→ **Исходный текст**
Прошло три месяца сочинения и демо-записей – они отвлеклись лишь 3 марта, чтобы исполнить Plug In Baby на ирландском шоу Meteor Music Awards в Дублине, – и Muse уже не терпелось снова поехать на гастроли. Они не планировали записывать никаких новых песен до Рождества, так что воспользовались этой возможностью, чтобы съездить в короткие гастроли по Европе, «окучив» те места, куда не удалось добраться в прошлом году, и воспользоваться более престижными местами, которые им давали на летних фестивалях. Группа сделала лишь две небольших паузы – сначала посетили «Сомиллс», чтобы записать In Your World и Dead Star с продюсером Джоном Корнфилдом для сингла с двумя сторонами «A» (он вышел в июне), а потом Мэтт отравился, поев каких-то сомнительных устриц, и несколько дней перед турне его постоянно рвало. В апреле они выступили в таких городах, как Афины, Стамбул, Хельсинки, Порту и Лиссабон, обкатав вживую Hysteria; впервые ее исполнили на концерте в Осло 10 апреля, и она осталась в сет-листах до конца года. А еще это стало возможностью насладиться восхищением тех регионов, которые раньше были обделены концертами Muse.

→ **Задания для выполнения**
**1.** В каком городе и когда Muse впервые исполнили Hysteria согласно тексту о европейских гастролях группы?
**2.** Продолжите текст о европейских гастролях Muse после его последнего предложения.

Фрагменты записей сегментации:
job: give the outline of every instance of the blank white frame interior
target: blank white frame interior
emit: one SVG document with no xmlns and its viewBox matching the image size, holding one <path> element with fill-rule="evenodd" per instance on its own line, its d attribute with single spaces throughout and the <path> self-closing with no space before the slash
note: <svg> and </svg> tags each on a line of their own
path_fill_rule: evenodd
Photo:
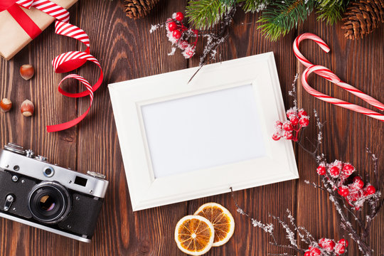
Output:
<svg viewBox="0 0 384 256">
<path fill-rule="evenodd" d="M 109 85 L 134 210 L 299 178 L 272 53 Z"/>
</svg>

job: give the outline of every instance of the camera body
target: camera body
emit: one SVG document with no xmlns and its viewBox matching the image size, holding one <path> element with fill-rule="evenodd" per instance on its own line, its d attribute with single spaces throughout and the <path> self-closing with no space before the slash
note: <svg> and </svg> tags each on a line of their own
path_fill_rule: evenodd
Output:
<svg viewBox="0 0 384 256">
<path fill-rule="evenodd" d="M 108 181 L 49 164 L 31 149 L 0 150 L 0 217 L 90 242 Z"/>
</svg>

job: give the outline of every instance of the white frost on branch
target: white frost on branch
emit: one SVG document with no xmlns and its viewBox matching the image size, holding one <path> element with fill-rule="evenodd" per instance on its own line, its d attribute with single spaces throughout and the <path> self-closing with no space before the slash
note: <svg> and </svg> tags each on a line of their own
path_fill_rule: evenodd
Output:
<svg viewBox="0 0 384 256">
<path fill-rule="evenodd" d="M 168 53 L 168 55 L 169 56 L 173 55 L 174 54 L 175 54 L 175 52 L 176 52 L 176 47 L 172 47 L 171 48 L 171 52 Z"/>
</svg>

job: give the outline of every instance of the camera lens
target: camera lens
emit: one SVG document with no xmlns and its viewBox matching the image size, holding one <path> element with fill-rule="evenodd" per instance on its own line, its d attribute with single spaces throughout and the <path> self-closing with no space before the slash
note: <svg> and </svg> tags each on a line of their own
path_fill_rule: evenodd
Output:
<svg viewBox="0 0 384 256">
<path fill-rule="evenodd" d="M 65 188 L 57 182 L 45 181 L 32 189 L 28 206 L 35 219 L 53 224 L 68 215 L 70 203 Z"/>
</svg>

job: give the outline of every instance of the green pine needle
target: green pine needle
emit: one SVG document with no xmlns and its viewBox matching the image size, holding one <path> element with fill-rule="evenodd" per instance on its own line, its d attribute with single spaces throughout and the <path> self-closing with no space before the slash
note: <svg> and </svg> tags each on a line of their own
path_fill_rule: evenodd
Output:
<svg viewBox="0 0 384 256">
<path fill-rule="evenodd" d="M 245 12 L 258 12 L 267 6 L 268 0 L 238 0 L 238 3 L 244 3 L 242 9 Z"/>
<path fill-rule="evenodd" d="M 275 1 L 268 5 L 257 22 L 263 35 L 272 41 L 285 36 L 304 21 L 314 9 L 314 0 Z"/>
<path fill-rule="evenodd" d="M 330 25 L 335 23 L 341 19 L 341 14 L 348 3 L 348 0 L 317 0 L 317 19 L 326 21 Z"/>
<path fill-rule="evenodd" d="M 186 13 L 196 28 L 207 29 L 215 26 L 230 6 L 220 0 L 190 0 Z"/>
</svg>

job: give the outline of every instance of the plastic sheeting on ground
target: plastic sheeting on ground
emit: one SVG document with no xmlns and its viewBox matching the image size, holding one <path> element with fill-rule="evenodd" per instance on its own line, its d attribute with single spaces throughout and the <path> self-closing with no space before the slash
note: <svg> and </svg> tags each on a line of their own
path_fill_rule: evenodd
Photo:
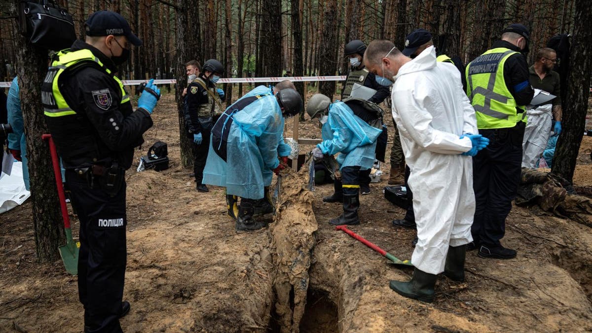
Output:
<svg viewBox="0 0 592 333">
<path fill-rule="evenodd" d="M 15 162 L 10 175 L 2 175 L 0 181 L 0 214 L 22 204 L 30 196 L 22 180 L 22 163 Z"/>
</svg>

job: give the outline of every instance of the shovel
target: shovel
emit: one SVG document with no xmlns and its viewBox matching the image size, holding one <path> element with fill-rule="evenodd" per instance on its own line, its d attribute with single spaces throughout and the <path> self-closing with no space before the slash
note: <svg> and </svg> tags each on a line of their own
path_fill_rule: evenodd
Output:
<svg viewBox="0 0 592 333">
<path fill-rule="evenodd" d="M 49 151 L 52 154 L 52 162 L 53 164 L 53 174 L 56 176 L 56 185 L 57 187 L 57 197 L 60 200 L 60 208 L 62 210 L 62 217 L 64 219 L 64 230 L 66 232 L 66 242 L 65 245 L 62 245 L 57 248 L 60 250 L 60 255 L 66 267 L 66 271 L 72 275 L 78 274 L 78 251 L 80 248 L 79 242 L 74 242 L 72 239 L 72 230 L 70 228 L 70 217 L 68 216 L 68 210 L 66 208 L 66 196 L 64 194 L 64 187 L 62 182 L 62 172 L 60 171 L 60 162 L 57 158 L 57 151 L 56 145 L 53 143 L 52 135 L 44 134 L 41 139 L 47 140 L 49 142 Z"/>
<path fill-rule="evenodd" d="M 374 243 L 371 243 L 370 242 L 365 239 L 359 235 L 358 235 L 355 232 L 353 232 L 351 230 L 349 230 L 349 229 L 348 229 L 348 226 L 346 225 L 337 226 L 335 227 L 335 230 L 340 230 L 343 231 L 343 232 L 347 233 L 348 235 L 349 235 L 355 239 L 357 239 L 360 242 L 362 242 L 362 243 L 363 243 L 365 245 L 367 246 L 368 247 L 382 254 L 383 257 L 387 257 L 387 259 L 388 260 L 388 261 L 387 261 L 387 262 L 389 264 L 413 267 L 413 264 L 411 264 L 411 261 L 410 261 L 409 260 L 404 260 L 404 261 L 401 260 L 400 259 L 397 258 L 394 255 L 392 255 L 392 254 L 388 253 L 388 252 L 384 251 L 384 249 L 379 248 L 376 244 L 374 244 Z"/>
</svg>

→ **Решённые задания**
**1.** В Осло, 10 апреля.

**2.**
После апрельского тура они приехали на студию BBC «Риверсайд» в Хаммерсмите, чтобы исполнить кавер-версию стандарта Фрэнки Валли Can’t Take My Eyes Off You для передачи ReCovered, вышедшей в эфир 3 мая, а потом началась серия из 24 фестивалей, длившаяся до самого конца августа. Несмотря на несколько «прохладных» месяцев, проведенных в Брайтоне, их сценический огонь никуда не делся. 5 мая они стали первой группой, собравшей аншлаг в Дублинском замке – когда-то он был тюрьмой, потом – официальной резиденцией вице-короля Англии, а сейчас превратился в концертный зал, который сняли для Heineken Green Energy Festival на майские праздники, – и Мэтт отпраздновал это событие, исполнив легендарные скольжения на коленях по скользкому полу и сымпровизировав несколько фортепианных пьес, а у Криса сломалась бас-гитара, и позже выяснилось, что ремонту она не подлежит.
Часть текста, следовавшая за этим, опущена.